My ex boyfriend broke up with me 3 months ago, and 2 months ago I found out he cheated on me while we were still together and that the whole relationship was one huge lie.

 

As soon as I found out what he did, everything I felt for him simply disappeared forever. I felt like something inside of me broke. It's hard to explain. At the beginning, I went through the usual ordeal: throwing up, insomnia, nightmares, losing weight, depression. Now I feel much better in the sense that all the physical pain is gone.

 

I don't feel any love for my ex. I don't miss him at all, and I hope I never see him again. The place inside of me that used to be full of love is full of darkness and hatred. I threw his stuff out, and blocked him everywhere. I feel like I am over him, but I am not over what he did. Is that weird?

I feel awful because I never realized what kind of person he is until we broke up. I feel disgusted with myself because I fought so hard for someone who lied to me and used me. Why wasn't I able to see him for who he really is until it was too late? I hate him and I hate myself. I hate myself because I worked so hard to understand him and to make the relationship work. I hate him because he saw I loved him, and decided to use that love to his own advantage instead of respecting me. He strung me along until he found someone that suited him better. Even if he never loved me, he owed me some consideration. I don't find it's normal to live with someone and have a joint account if you don't see a future with that person. I don't feel it's normal to say to your ex you still love them and are not sure about breaking up with them while sleeping with someone else.

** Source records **
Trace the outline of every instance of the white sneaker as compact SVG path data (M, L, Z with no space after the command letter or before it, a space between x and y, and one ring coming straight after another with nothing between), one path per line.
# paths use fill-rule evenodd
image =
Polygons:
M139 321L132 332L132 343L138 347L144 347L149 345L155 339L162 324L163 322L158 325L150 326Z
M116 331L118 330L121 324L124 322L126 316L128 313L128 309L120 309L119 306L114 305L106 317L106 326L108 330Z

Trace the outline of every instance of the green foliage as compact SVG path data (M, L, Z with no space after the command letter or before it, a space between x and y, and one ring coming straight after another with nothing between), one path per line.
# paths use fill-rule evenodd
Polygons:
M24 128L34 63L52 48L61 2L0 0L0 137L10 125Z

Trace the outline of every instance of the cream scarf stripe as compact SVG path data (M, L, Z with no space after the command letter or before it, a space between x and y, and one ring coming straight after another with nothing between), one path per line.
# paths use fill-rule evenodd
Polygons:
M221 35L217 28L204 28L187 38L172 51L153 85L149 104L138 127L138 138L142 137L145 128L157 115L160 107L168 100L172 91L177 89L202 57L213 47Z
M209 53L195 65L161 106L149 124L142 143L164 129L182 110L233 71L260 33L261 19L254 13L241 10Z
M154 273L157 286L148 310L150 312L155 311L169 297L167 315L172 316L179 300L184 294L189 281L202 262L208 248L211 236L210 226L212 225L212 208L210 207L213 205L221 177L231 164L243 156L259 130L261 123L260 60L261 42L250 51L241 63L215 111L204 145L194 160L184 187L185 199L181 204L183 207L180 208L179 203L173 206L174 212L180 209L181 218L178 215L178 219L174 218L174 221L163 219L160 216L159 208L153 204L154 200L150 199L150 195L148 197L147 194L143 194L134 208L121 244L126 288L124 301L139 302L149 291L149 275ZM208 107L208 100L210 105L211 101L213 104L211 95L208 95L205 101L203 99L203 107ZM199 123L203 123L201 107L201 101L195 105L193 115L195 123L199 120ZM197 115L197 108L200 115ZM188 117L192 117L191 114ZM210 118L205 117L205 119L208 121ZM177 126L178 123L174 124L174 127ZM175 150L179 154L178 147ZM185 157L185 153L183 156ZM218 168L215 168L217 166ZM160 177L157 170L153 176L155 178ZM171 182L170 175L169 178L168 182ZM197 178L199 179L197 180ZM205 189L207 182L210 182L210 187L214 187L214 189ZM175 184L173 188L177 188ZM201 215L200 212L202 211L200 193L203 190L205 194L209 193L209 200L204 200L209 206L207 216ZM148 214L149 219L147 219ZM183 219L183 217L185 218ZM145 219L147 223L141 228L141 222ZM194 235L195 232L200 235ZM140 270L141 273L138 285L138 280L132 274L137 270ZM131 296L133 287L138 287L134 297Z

** REQUIREMENT **
Repeat the entire breakup passage from above word for word, without changing anything.

** RESULT OF THE TASK **
My ex boyfriend broke up with me 3 months ago, and 2 months ago I found out he cheated on me while we were still together and that the whole relationship was one huge lie.

 

As soon as I found out what he did, everything I felt for him simply disappeared forever. I felt like something inside of me broke. It's hard to explain. At the beginning, I went through the usual ordeal: throwing up, insomnia, nightmares, losing weight, depression. Now I feel much better in the sense that all the physical pain is gone.

 

I don't feel any love for my ex. I don't miss him at all, and I hope I never see him again. The place inside of me that used to be full of love is full of darkness and hatred. I threw his stuff out, and blocked him everywhere. I feel like I am over him, but I am not over what he did. Is that weird?

I feel awful because I never realized what kind of person he is until we broke up. I feel disgusted with myself because I fought so hard for someone who lied to me and used me. Why wasn't I able to see him for who he really is until it was too late? I hate him and I hate myself. I hate myself because I worked so hard to understand him and to make the relationship work. I hate him because he saw I loved him, and decided to use that love to his own advantage instead of respecting me. He strung me along until he found someone that suited him better. Even if he never loved me, he owed me some consideration. I don't find it's normal to live with someone and have a joint account if you don't see a future with that person. I don't feel it's normal to say to your ex you still love them and are not sure about breaking up with them while sleeping with someone else.